* [PROBLEM REQUIREMENTS] The required result is the exact run of lines beginning at the one containing "Objective — one pin per instance of the blurred" and ending at the last line of the entries.

::: DATA PROVIDED :::

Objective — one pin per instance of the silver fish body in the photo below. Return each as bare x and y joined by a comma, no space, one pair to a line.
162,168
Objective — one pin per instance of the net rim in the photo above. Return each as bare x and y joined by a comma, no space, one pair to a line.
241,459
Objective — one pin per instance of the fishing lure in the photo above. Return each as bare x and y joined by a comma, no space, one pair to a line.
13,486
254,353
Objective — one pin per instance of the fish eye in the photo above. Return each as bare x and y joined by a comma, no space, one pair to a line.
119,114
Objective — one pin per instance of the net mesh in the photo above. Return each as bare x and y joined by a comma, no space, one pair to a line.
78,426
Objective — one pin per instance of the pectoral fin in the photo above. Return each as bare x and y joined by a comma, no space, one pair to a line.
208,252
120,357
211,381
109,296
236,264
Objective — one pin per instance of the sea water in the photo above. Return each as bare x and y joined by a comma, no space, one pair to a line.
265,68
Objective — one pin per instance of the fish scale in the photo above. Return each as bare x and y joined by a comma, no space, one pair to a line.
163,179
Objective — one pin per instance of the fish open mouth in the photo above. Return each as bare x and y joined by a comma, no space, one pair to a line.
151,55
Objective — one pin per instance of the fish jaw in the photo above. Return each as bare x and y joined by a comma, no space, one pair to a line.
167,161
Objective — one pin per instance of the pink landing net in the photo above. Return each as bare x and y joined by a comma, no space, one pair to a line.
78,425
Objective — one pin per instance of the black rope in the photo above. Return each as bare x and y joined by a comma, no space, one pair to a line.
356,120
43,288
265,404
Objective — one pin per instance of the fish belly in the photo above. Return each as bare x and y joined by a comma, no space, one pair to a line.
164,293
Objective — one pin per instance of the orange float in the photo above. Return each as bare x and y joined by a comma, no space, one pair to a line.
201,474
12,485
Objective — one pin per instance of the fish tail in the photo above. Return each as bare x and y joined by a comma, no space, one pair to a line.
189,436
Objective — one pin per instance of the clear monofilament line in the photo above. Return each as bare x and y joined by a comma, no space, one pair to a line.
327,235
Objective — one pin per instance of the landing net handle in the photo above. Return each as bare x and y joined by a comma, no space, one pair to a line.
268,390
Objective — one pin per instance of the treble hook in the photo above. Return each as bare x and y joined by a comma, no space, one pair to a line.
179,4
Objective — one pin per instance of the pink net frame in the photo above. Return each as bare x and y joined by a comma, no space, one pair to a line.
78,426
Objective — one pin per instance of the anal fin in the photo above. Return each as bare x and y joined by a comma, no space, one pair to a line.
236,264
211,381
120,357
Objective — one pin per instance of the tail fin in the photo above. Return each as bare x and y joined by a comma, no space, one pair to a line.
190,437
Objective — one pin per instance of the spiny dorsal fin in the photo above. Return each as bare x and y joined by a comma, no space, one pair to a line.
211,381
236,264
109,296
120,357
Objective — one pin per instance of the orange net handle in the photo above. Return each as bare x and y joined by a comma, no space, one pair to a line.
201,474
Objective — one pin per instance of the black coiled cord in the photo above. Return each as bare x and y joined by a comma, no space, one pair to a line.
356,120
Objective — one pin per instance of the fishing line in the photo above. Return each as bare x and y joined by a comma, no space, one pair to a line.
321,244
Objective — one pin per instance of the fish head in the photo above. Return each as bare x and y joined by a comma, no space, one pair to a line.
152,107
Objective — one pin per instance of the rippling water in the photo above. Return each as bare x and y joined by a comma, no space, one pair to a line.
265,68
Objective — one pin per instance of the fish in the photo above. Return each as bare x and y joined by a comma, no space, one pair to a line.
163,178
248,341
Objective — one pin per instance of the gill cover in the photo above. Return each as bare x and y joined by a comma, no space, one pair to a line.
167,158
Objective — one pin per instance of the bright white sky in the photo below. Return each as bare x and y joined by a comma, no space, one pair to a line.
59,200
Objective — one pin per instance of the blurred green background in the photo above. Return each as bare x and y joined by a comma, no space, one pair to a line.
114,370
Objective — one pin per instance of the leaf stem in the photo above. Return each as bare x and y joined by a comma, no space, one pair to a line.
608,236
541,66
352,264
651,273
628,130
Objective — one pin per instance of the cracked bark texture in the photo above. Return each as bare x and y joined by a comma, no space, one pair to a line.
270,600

:::

* [COMPLETED EXERCISE]
Objective — one pin per instance of the blurred green background in the photo above. Return each as bare x and y joined by a comma, no space, one pair to a line.
114,370
Objective — one pin per instance of the leaf stem in the photo above. Return each as bare x and y joined by a comma, no space, one pair to a line.
608,236
541,66
352,264
651,273
628,130
Objective — one pin per instance of the cracked bark texture in the photo above. Return each as bare x and y joined by a comma, no space, one pair to a line.
270,600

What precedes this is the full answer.